* [Exercise directions] Return, from the lines below, each one that includes the word "wall".

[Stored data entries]
'''

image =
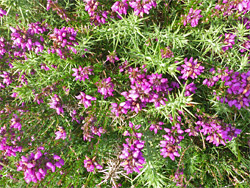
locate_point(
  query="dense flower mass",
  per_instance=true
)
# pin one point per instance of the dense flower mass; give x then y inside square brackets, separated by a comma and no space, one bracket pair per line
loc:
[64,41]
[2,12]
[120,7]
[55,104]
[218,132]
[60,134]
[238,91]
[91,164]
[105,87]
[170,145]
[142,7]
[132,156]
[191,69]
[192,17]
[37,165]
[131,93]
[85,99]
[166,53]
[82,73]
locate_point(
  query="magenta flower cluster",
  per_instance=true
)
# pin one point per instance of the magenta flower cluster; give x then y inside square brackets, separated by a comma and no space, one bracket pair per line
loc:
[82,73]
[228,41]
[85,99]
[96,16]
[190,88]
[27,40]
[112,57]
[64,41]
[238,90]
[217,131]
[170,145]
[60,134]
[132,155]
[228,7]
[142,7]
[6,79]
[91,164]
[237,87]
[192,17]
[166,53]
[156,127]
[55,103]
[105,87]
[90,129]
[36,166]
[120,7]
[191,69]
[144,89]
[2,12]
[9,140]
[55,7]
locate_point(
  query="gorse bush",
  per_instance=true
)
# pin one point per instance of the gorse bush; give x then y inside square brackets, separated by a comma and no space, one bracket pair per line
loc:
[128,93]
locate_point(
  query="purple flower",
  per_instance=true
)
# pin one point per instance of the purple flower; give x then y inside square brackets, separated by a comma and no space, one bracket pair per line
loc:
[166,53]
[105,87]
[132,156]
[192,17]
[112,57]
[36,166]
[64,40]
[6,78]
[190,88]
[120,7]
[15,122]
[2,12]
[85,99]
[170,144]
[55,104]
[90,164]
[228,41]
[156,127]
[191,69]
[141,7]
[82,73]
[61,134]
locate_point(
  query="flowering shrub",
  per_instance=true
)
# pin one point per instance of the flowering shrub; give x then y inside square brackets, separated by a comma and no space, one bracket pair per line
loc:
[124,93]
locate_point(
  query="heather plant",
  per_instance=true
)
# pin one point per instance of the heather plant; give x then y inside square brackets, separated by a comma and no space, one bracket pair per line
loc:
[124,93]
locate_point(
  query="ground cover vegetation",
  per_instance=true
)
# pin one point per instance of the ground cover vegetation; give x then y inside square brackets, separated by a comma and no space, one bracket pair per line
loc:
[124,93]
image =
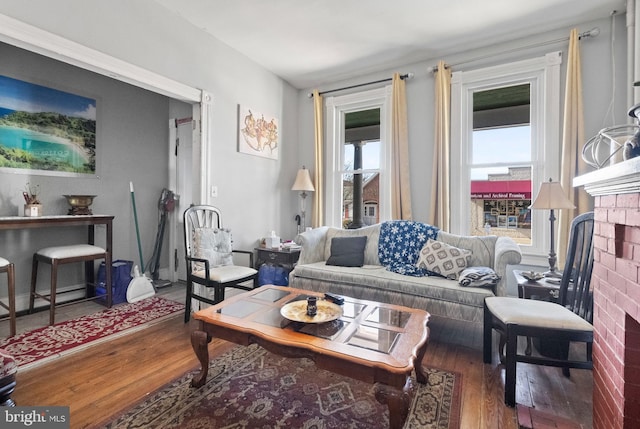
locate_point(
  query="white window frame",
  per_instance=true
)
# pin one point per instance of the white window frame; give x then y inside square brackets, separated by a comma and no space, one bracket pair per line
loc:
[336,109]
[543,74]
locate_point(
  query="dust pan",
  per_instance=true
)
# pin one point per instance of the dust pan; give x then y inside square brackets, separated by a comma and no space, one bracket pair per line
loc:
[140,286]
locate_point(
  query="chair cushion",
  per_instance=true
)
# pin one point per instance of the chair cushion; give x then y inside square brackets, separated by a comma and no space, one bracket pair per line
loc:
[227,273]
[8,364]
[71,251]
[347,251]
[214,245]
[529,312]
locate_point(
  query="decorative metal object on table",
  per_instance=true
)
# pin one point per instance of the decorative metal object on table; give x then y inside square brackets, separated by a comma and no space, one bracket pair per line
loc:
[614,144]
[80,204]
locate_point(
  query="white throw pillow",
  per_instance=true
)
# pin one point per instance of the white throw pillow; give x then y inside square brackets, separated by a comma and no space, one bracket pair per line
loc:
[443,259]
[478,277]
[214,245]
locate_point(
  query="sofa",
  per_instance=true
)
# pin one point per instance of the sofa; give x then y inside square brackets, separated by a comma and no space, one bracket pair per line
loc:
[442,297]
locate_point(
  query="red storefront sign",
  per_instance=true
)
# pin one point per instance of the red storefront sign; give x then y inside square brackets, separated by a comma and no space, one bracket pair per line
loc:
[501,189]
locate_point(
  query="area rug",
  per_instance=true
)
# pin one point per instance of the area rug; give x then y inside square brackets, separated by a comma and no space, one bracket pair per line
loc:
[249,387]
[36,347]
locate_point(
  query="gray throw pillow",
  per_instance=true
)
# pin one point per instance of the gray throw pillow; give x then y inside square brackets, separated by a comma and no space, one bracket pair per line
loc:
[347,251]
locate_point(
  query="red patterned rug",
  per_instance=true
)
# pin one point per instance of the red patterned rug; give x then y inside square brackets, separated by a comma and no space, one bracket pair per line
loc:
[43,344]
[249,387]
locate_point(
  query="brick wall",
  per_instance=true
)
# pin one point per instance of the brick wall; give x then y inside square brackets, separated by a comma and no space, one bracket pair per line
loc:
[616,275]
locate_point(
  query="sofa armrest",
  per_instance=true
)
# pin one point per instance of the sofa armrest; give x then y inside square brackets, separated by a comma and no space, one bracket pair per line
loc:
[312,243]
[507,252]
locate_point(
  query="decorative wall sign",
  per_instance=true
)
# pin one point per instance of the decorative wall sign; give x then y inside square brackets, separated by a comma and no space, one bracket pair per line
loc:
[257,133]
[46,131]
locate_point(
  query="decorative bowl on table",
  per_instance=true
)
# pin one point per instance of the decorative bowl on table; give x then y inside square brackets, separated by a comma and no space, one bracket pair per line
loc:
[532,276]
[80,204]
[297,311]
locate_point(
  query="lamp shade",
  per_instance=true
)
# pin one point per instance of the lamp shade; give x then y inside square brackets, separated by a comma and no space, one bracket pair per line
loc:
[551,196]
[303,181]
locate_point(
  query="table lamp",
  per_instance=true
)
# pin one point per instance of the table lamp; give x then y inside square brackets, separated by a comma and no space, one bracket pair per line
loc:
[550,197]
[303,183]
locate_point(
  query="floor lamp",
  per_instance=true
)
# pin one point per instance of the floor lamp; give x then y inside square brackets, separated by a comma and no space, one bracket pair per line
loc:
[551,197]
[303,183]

'''
'''

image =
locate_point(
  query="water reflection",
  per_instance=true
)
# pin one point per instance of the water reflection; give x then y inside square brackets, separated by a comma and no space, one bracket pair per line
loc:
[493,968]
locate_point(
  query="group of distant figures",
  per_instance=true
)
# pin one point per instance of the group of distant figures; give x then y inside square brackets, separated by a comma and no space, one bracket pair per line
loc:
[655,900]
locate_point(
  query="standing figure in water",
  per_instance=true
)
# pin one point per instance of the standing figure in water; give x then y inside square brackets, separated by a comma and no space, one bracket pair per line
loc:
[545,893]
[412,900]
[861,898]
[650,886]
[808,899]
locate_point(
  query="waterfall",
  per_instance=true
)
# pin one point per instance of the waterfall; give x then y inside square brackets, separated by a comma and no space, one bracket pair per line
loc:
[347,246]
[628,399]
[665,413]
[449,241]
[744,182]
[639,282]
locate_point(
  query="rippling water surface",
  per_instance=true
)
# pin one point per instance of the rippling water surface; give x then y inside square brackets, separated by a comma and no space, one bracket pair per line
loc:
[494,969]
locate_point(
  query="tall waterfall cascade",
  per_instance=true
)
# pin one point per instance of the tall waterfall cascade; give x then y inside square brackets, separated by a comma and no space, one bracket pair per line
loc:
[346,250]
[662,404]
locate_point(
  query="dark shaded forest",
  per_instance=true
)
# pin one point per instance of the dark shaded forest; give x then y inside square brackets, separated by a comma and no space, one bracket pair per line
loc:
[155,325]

'''

* [Exercise answer]
  query="brick wall",
# pin one point per instance of the brick wall; give x then y inside square brackets, separated by a comma and no space, one bracket pair per line
  query="decorative wall sign",
# pin one point per instance of the decorative wall sign; give x then y inside square brackets, separated by a comma and no space, one bracket pair per line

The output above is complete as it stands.